Problem to work on: Continue the essay on weight stigma and the health costs attributed to fat people, writing what follows its final paragraph.

Although eating disordersare dangerous and in some cases deadly, fat people who present with disordered eating are often encouraged to continue and even escalate the behaviors by healthcare professionals who would diagnose those exact same behaviors in a thin person and recommend treatment. The fat stigma that these professionals hold means that they mistakenly believe that thin by any means necessary is better than being fat. Then all the costs that ensue from the disordered eating are chalked up to weight.
The costs of weight loss attempts, especially those that are “medically supervised” are often folded into people’s calculations of how much fat people “cost society”. The problem is that these interventions should never have been recommended in the first place since they do not meet the requirements of evidence-based medicine. The people supervising these programs do not have a shred of evidence that would lead them to believe that the intervention will succeed, but they keep prescribing it and taking money for it, and in the end the fat people who are victims of a scam also get blamed for the cost of the scam.
Even when we lose weight and gain it back, which studies show us is the most likely outcome, we are encouraged to diet again. This leads to weight cycling (also known as yo-yo dieting) which has been correlated to the same diseases as obesity. So again, bad medical advice can lead to health issues but they get charged to the accounts of the fat people who were poorly advised.
Now let’s look at the cost of societal discrimination, bigotry, oppression and stigma:
One of the best things that we can do for our health is get 30 minutes of moderate activity 5 days a week. And yet fat people who attempt to engage in physical activity often find themselves the subject of ridicule. Being “moo’d” at in the gym, having people throw thing at them from cars, and being humiliated for wearing a swimsuit are all things that are reported by fat people as regular occurrences. A lot of my normal weight friends complain about having trouble finding the time to exercise, imagine how much harder that is when carving out time to exercise also means carving out time to be ridiculed and humiliated.

[Excerpts from a dataset]
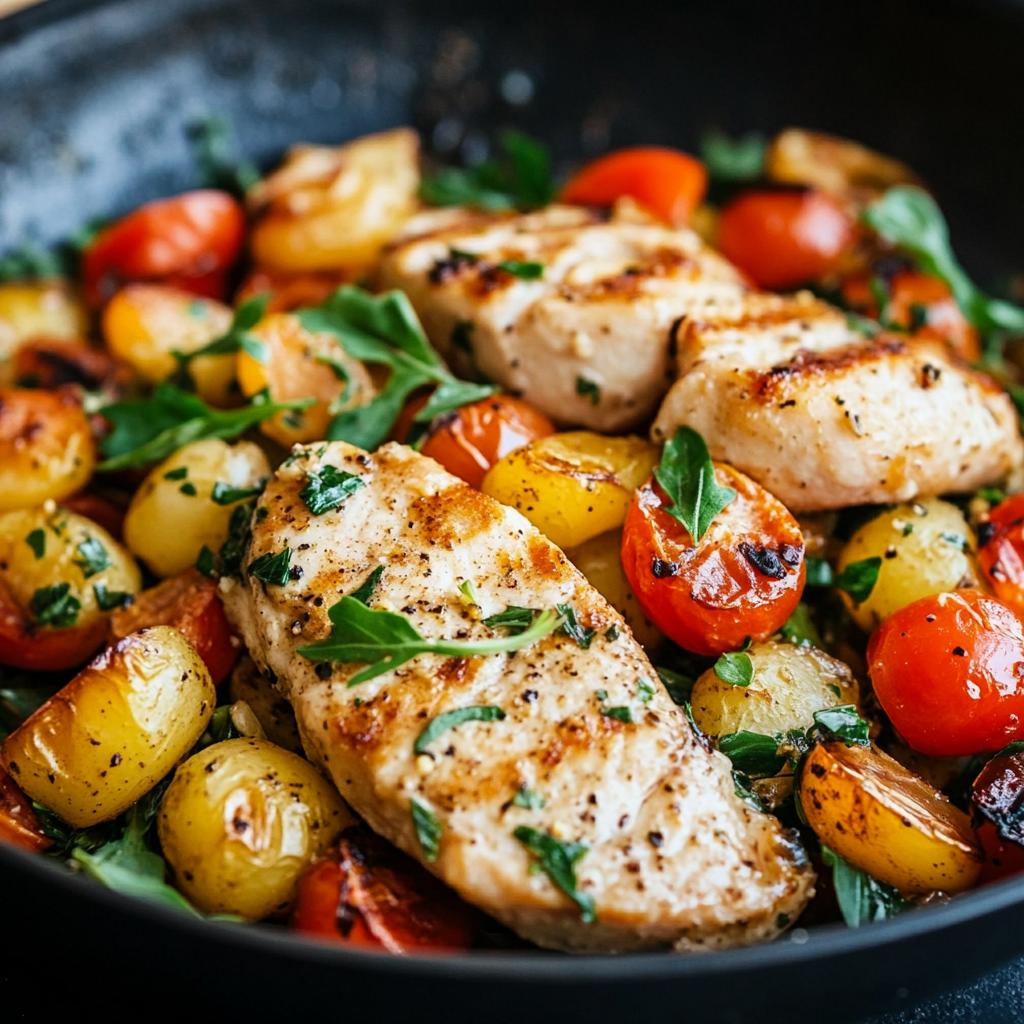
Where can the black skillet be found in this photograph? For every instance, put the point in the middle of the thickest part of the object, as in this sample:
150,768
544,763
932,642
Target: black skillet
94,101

Output for this exercise:
It turns out that the media giving fat people 386,170 negative messages about our bodies a year, and then having that message reinforced by everyone from our parents to our doctors to strangers at the gym is an effective way of convincing fat people to hate our bodies. It also turns out that people don’t take good care of things that they hate, and costs ensue.
To be crystal clear, it is not ok to find a group of people you can identify by sight, calculate their cost on society, and then have a national campaign to eradicate them because you’ve decided things would be cheaper without them.
But since that’s what’s happening let’s understand that until we end stigma, oppression and bigotry against fat people it is impossible to calculate the costs (if any) of our body size separate from the cost of our stigmatization.
Thus, any attempt to calculate of the cost of being fat will, in fact, be a calculation of the cost of being stigmatized and oppressed for being fat. Therefore, if the current cost calculations about being fat indicate that it’s the “greatest threat to public health”, then the actual greatest threat to public health is fat stigma and oppression, making people like Meme Roth a public health threat.
Of course when you point this out you are told that the cure for social stigma, oppression and bigotry against fat people is…wait for it…weight loss! Yes, people actually suggest that the problem isn’t that we’re being bullied, the problem is that we aren’t giving the bully our lunch money. In other words, if we do what our oppressors want us to do and lose weight, they promise they’ll stop oppressing us.